▶ WRITTEN REQUEST
Copy every line, leaving nothing out and adding nothing.

------------

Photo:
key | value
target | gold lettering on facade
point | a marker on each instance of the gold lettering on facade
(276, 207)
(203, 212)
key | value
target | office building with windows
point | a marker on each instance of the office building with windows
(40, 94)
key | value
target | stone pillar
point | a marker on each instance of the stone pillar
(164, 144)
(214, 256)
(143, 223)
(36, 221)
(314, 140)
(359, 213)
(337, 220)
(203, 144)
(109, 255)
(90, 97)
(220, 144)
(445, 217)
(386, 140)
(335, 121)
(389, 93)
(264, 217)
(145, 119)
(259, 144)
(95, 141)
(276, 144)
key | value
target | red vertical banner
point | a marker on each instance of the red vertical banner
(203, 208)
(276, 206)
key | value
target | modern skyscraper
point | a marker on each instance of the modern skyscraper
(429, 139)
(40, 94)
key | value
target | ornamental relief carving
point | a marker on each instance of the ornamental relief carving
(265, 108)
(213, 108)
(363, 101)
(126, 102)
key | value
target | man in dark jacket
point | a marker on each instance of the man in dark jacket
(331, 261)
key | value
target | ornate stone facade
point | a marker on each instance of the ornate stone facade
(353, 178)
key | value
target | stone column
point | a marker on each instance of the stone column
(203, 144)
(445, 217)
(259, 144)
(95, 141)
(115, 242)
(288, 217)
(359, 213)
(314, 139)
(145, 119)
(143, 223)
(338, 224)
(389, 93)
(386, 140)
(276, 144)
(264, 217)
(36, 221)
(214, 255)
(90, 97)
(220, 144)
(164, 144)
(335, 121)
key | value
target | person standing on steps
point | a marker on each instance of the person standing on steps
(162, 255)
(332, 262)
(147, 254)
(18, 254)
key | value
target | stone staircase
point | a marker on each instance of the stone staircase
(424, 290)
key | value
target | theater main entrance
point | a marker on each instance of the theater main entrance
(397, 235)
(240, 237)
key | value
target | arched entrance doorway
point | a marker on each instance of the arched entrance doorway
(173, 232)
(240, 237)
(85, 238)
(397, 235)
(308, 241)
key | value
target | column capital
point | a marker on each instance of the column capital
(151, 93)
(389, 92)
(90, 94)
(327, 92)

------------

▶ IN RESPONSE
Photo:
key | value
target | gold lettering on facade
point | a marker on each instance of the gold lettering on facade
(276, 207)
(203, 212)
key | value
target | office building with windows
point | a marker on each instance of the office building with windows
(40, 94)
key | value
target | stone pillar
point | a marker on each instance of the stone pillar
(164, 144)
(214, 256)
(143, 223)
(36, 221)
(314, 140)
(359, 213)
(337, 220)
(203, 144)
(109, 255)
(90, 97)
(220, 144)
(445, 217)
(386, 140)
(335, 121)
(389, 93)
(264, 217)
(145, 119)
(259, 144)
(95, 141)
(276, 144)
key | value
target | red vertical banner
point | a marker on each instance of the red vertical banner
(203, 208)
(276, 206)
key | value
target | modern skyscraper
point | a marker on each instance of the modern skyscraper
(429, 139)
(40, 94)
key | value
target | ornamental relief carving
point | a marker on each instance of the ornamental relief carving
(265, 108)
(213, 108)
(363, 101)
(126, 102)
key | value
target | man in dark jacket
point | a marker on each instance of the man in dark jacket
(331, 261)
key | value
target | ornate stone facade
point | a marker on each instance of the ornate stone facade
(353, 178)
key | value
target | stone column
point | a marker on each instance of the stone column
(203, 144)
(445, 217)
(259, 144)
(95, 141)
(115, 242)
(288, 217)
(359, 213)
(314, 139)
(145, 119)
(143, 223)
(338, 224)
(389, 93)
(386, 140)
(276, 144)
(264, 217)
(36, 221)
(214, 255)
(90, 97)
(220, 144)
(164, 144)
(335, 121)
key | value
target | person standing on steps
point | a marker on each instance of the person standing on steps
(162, 255)
(332, 262)
(147, 254)
(18, 254)
key | value
target | stone staircase
point | a marker on each instance of the stone staircase
(424, 290)
key | value
target | theater main entrance
point | a marker on each instance of the theater main entrance
(397, 235)
(240, 237)
key | value
target | arched entrance doorway
point | a marker on each instance of the arched entrance doorway
(173, 232)
(240, 237)
(85, 238)
(397, 235)
(308, 241)
key | value
target | column capital
point | a marker on each instance of the column capital
(151, 93)
(389, 92)
(90, 94)
(327, 92)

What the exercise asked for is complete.